▶ **EXERCISE REQUIREMENTS**
A) Using the High Street passage, answer these:
(i) Which company posted videos showing the preparations of the directors and cast?
(ii) On what date was the High Street Story Conference held?
(iii) Which actor said she felt pressured after the success of Senior High?
B) Return the section of the High Street passage starting with "In early April, Dreamscape" and going on through "and look test.", copied word for word.

▶ **GIVEN PASSAGE**
================================

In early April, Dreamscape Entertainment released a series of videos on its social media accounts that shows the preparations being made by the directors and cast members such as the script reading and look test.

During the High Street Story Conference on March 26, 2024, Andrea Brillantes admitted about feeling pressured following the success of Senior High saying, “I’m excited but I also have mixed emotions. Because whenever a show has a part two, there’s always pressure to make it better or for it to be as good as the first one.”

===Casting===
On March 26, 2024, it was confirmed that the original cast of Senior High, Andrea Brillantes, Juan Karlos Labajo, Zaijian Jaranilla, Xyriel Manabat, Elijah Canlas, Daniela Stranner, Miggy Jimenez, Gela Atayde, and Tommy Alejandrino will reprise their roles. Angel Aquino, Mon Confiado, Gerald Madrid, Angeli Bayani, Ana Abad Santos, Rans Rifol, and Inka Magnaye will also reprise their roles. New cast members also include Argus Aspiras, Ralph de Leon, AC Bonifacio, Harvey Bautista, Romnick Sarmenta, and Dimples Romana.

================================

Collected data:
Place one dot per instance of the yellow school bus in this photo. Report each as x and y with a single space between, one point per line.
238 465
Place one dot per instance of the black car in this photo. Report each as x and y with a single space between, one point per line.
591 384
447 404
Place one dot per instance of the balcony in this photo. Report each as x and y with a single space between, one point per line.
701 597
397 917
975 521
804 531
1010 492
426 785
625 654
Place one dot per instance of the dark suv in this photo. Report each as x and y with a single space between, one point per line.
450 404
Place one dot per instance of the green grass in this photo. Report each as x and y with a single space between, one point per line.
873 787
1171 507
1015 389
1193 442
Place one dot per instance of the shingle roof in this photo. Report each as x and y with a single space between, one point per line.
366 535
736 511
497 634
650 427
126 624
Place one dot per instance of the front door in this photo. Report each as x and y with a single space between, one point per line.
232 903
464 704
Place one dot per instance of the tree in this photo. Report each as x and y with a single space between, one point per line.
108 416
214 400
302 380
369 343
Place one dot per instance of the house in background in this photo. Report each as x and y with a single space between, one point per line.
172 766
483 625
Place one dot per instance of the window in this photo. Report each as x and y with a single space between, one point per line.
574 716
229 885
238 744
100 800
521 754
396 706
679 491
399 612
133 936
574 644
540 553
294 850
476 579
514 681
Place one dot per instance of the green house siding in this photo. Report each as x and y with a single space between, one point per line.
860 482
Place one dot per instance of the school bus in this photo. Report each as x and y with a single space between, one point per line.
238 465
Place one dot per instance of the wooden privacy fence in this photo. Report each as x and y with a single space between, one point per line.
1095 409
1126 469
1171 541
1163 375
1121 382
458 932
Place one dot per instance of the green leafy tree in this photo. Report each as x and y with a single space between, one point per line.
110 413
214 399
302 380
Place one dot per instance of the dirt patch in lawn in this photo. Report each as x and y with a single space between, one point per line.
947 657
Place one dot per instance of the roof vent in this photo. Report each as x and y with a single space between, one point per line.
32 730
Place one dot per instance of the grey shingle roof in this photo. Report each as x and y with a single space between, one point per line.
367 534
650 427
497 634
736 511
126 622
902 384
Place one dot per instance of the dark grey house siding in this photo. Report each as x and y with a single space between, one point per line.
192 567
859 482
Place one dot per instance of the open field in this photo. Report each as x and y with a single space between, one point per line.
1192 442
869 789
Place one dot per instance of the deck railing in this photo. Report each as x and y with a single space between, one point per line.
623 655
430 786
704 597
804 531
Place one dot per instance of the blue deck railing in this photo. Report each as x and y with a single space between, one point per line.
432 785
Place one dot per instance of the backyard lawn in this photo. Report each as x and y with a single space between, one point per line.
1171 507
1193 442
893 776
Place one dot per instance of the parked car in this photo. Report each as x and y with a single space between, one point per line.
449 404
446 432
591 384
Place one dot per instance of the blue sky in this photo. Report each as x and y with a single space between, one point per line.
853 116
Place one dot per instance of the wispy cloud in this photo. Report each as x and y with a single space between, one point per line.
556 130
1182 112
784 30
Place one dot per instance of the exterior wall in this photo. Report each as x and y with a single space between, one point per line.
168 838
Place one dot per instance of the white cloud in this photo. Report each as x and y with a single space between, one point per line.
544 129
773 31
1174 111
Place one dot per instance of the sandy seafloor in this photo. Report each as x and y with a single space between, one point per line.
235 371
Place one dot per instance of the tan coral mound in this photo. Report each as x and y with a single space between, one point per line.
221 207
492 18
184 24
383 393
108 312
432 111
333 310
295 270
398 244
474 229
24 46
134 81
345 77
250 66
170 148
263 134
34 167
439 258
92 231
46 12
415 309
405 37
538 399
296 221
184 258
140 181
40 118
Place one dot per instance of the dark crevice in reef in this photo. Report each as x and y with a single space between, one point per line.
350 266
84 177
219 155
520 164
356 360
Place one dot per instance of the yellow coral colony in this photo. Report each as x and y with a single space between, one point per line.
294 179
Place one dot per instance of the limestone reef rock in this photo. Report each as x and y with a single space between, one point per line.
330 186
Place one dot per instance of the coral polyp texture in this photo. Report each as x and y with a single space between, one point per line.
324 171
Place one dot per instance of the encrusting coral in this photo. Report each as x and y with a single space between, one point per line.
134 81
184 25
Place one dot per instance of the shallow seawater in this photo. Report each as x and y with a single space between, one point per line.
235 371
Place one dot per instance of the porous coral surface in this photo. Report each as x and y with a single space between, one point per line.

================================

▶ **ACTIVITY ANSWERS**
A)
(i) Dreamscape Entertainment
(ii) March 26, 2024
(iii) Andrea Brillantes

B)
In early April, Dreamscape Entertainment released a series of videos on its social media accounts that shows the preparations being made by the directors and cast members such as the script reading and look test.